§ STATED EXERCISE
Output the part of the records that opens with the line containing "Query: chair dark wooden leg" and closes at the end of the records, including both ends, as a numbered list with no blank lines. Leave the pictures out.

Location annotation dataset excerpts
START

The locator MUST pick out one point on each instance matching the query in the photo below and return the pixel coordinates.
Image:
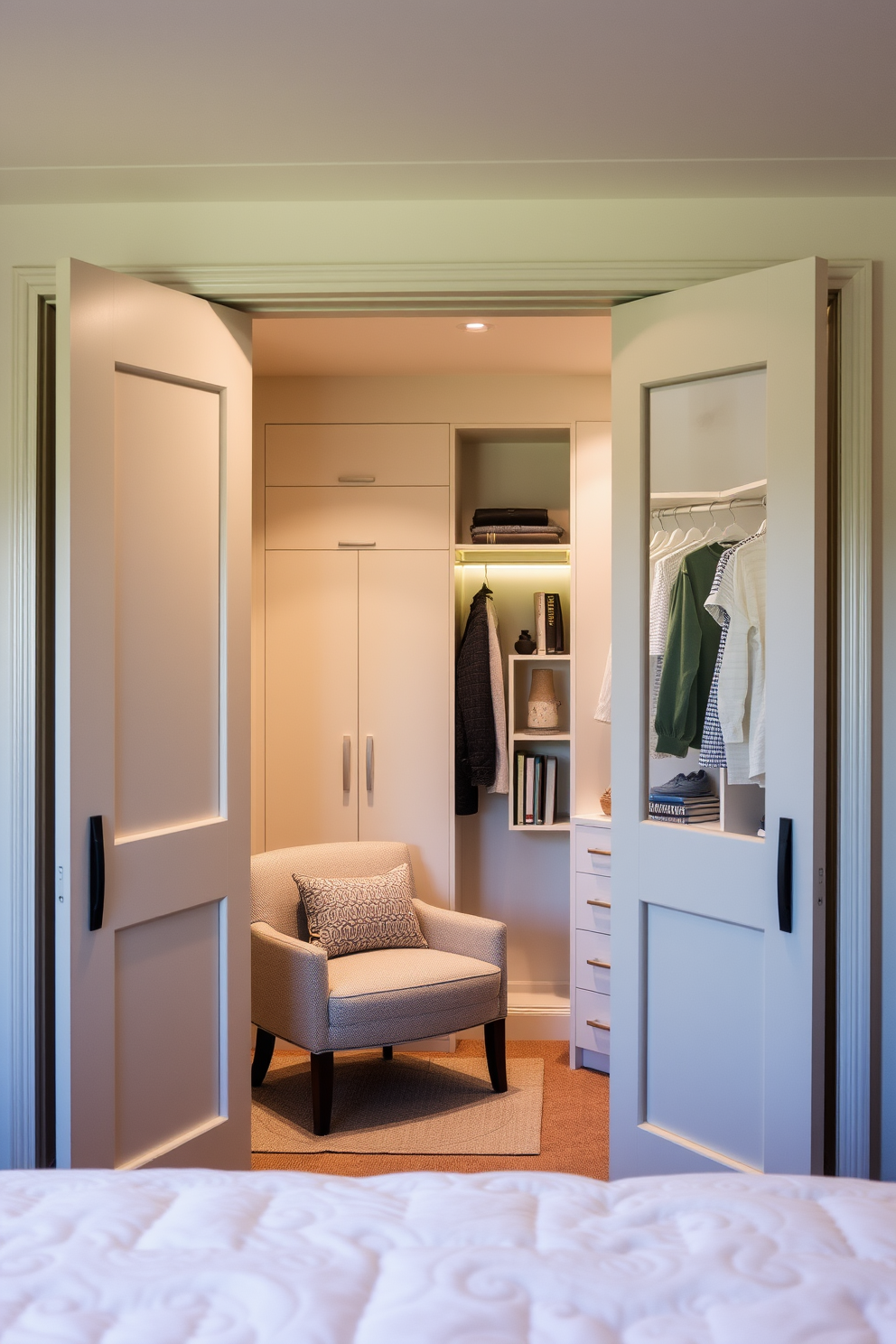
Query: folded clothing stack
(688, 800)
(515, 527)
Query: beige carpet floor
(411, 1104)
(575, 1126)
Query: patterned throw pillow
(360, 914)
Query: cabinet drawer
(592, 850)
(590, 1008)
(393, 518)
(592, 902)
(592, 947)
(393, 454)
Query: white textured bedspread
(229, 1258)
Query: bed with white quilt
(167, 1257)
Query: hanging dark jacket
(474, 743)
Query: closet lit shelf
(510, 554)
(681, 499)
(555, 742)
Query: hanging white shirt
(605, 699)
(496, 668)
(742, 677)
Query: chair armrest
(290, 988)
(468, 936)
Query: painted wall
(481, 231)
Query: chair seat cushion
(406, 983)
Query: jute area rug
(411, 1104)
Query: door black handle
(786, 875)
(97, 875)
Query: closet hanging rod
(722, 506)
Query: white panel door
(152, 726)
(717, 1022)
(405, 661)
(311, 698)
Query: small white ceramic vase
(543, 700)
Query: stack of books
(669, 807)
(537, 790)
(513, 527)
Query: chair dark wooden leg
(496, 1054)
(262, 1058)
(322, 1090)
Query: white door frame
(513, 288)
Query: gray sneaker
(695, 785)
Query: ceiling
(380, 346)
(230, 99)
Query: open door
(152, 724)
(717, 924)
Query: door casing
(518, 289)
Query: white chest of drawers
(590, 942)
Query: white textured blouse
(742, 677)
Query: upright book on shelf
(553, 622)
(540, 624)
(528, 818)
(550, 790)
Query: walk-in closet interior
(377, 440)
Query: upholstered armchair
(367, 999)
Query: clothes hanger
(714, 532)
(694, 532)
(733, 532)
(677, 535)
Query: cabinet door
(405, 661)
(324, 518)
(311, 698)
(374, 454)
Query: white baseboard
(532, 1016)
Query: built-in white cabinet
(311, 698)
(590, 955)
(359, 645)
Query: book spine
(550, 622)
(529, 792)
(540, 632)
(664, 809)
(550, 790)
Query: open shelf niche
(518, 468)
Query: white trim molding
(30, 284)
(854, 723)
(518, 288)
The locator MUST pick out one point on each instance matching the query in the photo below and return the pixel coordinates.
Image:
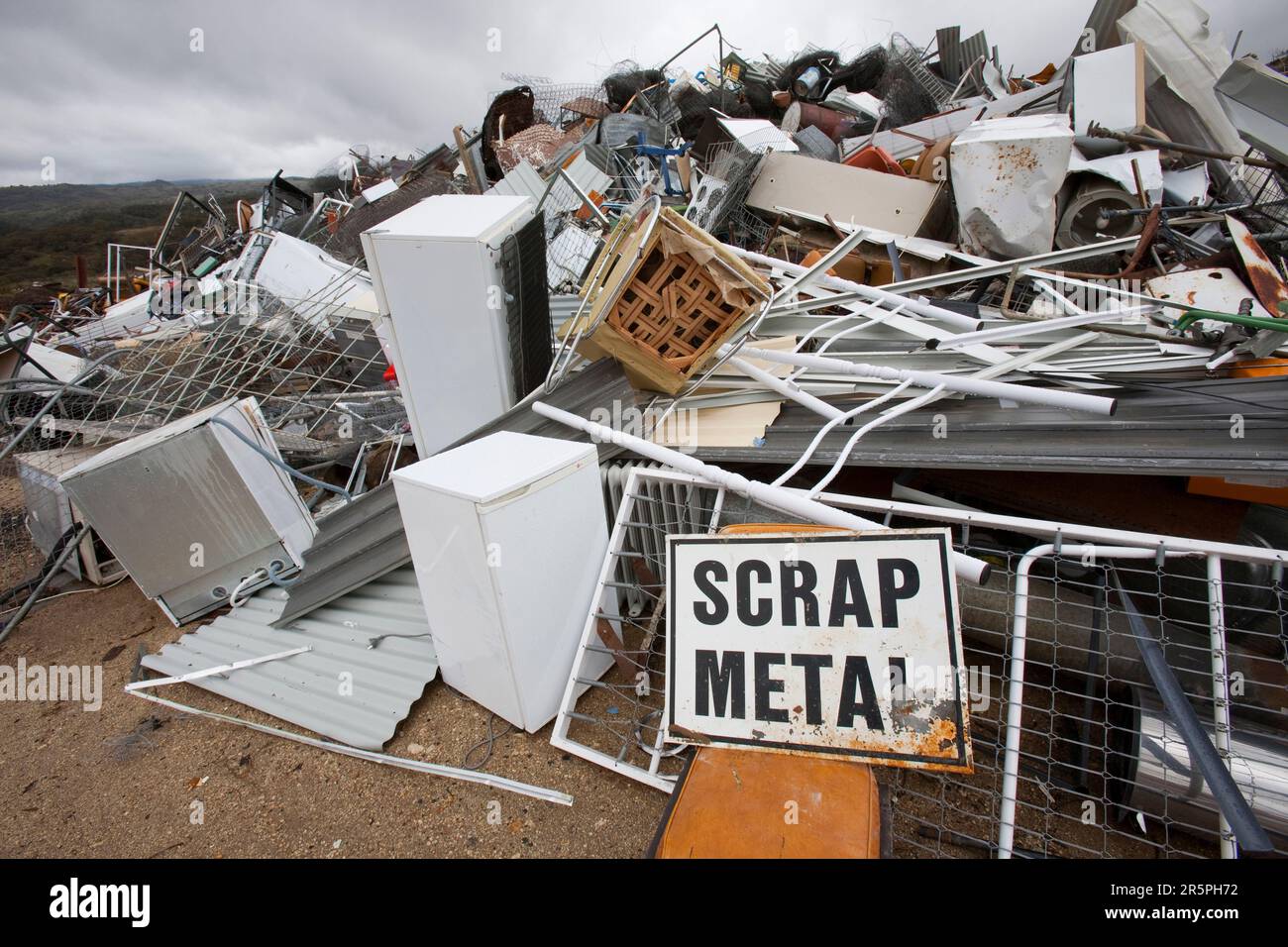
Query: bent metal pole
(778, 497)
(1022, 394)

END

§ REPLY TO THE EXERCISE
1. Query: chair dark wooden leg
2. (496, 1054)
3. (262, 1058)
4. (322, 1090)
5. Query: white door frame
6. (513, 288)
7. Query: gray sneaker
8. (695, 785)
9. Query: ceiling
10. (380, 346)
11. (230, 99)
12. Query: open door
13. (152, 724)
14. (717, 924)
15. Query: door casing
16. (518, 289)
17. Query: white chest of drawers
18. (590, 942)
19. Query: white textured blouse
20. (742, 677)
21. Query: upright book on shelf
22. (553, 622)
23. (540, 624)
24. (528, 818)
25. (550, 790)
26. Query: walk-in closet interior
27. (377, 440)
28. Query: upholstered armchair
29. (367, 999)
30. Query: clothes hanger
31. (714, 532)
32. (694, 532)
33. (733, 532)
34. (677, 535)
35. Query: cabinet door
36. (405, 661)
37. (324, 518)
38. (311, 698)
39. (374, 454)
40. Query: white baseboard
41. (532, 1016)
42. Query: built-in white cabinet
43. (311, 698)
44. (590, 955)
45. (359, 645)
46. Query: book spine
47. (550, 622)
48. (529, 792)
49. (540, 632)
50. (664, 809)
51. (550, 790)
52. Query: open shelf niche
53. (518, 468)
54. Query: white trim molding
55. (30, 284)
56. (854, 723)
57. (518, 288)
58. The locator MUST pick out one point on each instance matching the query in the photo below and return the pixel coordinates.
59. Image:
60. Query: bent metal pole
61. (778, 497)
62. (1022, 394)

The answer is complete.